## Selected excerpt
------

For some Australians, retirement is everything they were promised. Those retiring today may be healthier than any comparable generation in history. Social researcher Bernard Salt calls ages 65-85, “The Great Contentment”1.
But while there’s good news in aggregate, individual retirees and pre-retirees face a wall of real worries. In the earlier decades of their working lives most Australians are focused on career, family and buying a home. Super doesn’t loom large.
Until it does. In focus group research conducted for AMP2, many in their 50s and 60s talk about a sudden mad scramble to ‘catch up’ and meet an ill-defined retirement goal. Let’s look at some of the challenges they face.
The cupboard left bare – FORO
For many pre-and early retirees, Fear of Running Out (FORO) is a major anxiety. After a lifetime of work where the income cell on the budget spreadsheet was always filling and refilling, funding an enjoyable retirement from a single, soon-to-dwindle pile of money looms as a mathematical challenge and an emotional rollercoaster.
This fear is heightened when the growing cost of living eats away at your lifetime savings. AMP’s General Manager, Retirement Solutions Ben Hillier says, “Close to 50% of Australians are concerned they don’t have enough money for retirement – it’s the most common fear experienced by retirees3.”

------

## Recorded information

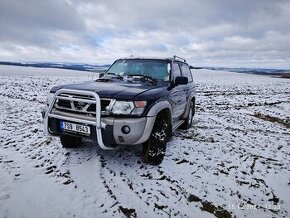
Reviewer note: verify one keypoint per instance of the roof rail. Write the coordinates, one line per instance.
(180, 58)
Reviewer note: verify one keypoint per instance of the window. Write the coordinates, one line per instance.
(158, 69)
(175, 71)
(186, 72)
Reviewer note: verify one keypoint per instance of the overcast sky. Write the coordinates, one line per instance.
(253, 33)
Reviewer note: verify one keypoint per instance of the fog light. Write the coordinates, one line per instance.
(125, 129)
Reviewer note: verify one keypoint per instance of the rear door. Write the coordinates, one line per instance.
(186, 72)
(177, 94)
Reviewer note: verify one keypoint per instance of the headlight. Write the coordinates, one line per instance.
(49, 98)
(128, 107)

------

Please render this sentence from the retirement article in Spanish: "In the earlier decades of their working lives most Australians are focused on career, family and buying a home."

## Written response
En las primeras décadas de su vida laboral, la mayoría de los australianos se centran en su carrera, su familia y la compra de una vivienda.